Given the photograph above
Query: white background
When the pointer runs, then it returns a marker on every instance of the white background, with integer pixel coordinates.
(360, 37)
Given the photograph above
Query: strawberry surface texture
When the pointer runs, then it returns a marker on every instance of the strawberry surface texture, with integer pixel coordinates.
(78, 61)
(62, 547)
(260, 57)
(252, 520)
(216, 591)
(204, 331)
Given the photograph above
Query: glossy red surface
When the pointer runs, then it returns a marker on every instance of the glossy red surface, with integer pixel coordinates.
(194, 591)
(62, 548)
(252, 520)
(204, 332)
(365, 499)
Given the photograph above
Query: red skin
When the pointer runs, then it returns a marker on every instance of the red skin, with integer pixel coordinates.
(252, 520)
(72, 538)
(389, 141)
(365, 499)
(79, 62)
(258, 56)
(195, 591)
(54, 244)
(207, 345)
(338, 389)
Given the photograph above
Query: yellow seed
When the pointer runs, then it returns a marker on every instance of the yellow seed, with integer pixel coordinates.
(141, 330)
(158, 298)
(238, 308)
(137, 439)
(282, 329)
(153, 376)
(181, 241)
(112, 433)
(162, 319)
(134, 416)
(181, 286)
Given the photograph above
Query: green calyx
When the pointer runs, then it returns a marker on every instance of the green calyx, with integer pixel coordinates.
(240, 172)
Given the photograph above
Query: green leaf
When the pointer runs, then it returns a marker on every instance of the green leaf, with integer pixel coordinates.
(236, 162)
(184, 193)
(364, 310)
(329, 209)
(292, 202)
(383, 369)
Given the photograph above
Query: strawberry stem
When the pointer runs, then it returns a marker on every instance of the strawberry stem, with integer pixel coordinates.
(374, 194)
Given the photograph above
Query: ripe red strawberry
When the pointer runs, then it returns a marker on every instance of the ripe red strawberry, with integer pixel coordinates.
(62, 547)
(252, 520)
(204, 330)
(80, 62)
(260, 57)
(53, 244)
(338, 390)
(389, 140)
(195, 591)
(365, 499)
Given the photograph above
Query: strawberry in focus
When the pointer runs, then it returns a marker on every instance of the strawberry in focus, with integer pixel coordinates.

**To do**. Could the data above be returned exactly as it stands?

**Solution for this problem**.
Given the photograph above
Query: white background
When the pointer runs, then it returns a marker on every instance of the white background, with integer pixel coordinates.
(360, 37)
Given the photograph above
Query: strawberry surface texture
When the pointer runs, then it returns a marker on every instance of the strawberry surface texture, with integer pixel coordinates.
(78, 61)
(62, 547)
(260, 57)
(252, 520)
(216, 591)
(204, 331)
Given the photograph above
Query: glossy red surface
When the pointer runs, then it returns a marker on every instance of the glossy red surface, with integer pixel coordinates.
(194, 591)
(62, 548)
(252, 520)
(204, 332)
(365, 499)
Given the photograph above
Query: red skin
When the pointer runs, then it returns a marker on every instance of the red skin, with integer pixel coordinates.
(252, 520)
(72, 538)
(389, 141)
(365, 499)
(79, 62)
(258, 56)
(195, 591)
(54, 244)
(207, 345)
(338, 389)
Given the photograph above
Query: yellow seed
When the pointer runs, then it returns a marker on every instance of the yellow seed, with integer pixel coordinates.
(141, 330)
(158, 298)
(238, 308)
(137, 439)
(282, 329)
(153, 376)
(181, 241)
(112, 433)
(162, 319)
(134, 416)
(181, 286)
Given the photograph above
Query: green calyx
When the pointer runs, then it returns a marker on every instance of the green calyx, with integer pixel coordinates.
(240, 172)
Given the photograph above
Query: green leaf
When the pointer runs, then it returns a marker on every instance of the green leaf, with integer pixel coordinates.
(236, 162)
(184, 193)
(364, 310)
(329, 209)
(292, 202)
(383, 369)
Given the photograph above
Query: strawberry stem
When the pointer runs, then it returns a marker on every instance of the strawberry stem, with integer pixel coordinates.
(374, 194)
Given the photograph above
Query: ripe red strawberry
When the pointer runs, then it returns a marker on every instance of the ripe red strawberry, with integer pixel coordinates.
(62, 547)
(252, 520)
(204, 330)
(80, 62)
(260, 57)
(53, 244)
(338, 390)
(389, 140)
(195, 591)
(365, 499)
Given the photograph above
Query: strawberry in focus
When the pointer runs, then it returns a marker on every instance of the strawberry in focus, with integer pixel coordinates.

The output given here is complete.